AIM: Make an exact copy of all the material below, apart from the pictures.

DATA ENTRIES:
— START —

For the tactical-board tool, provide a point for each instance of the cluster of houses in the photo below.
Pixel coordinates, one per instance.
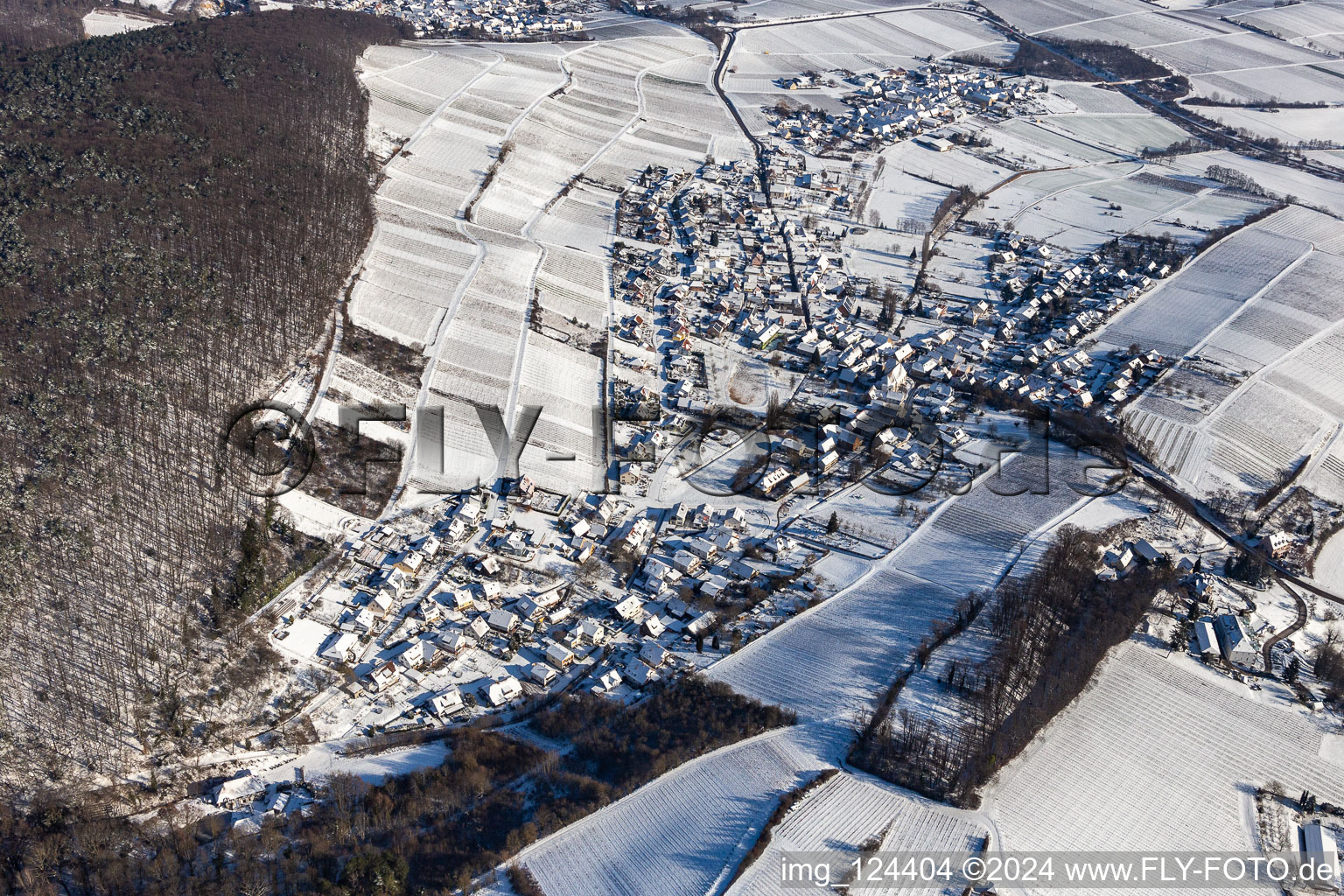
(454, 618)
(886, 107)
(496, 19)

— END —

RESULT FOR THIS EXERCISE:
For the tactical-board tool, provide a point for each instance of the cluster of houses in the photo below.
Pixel coordinates, one per instance.
(454, 618)
(886, 107)
(496, 19)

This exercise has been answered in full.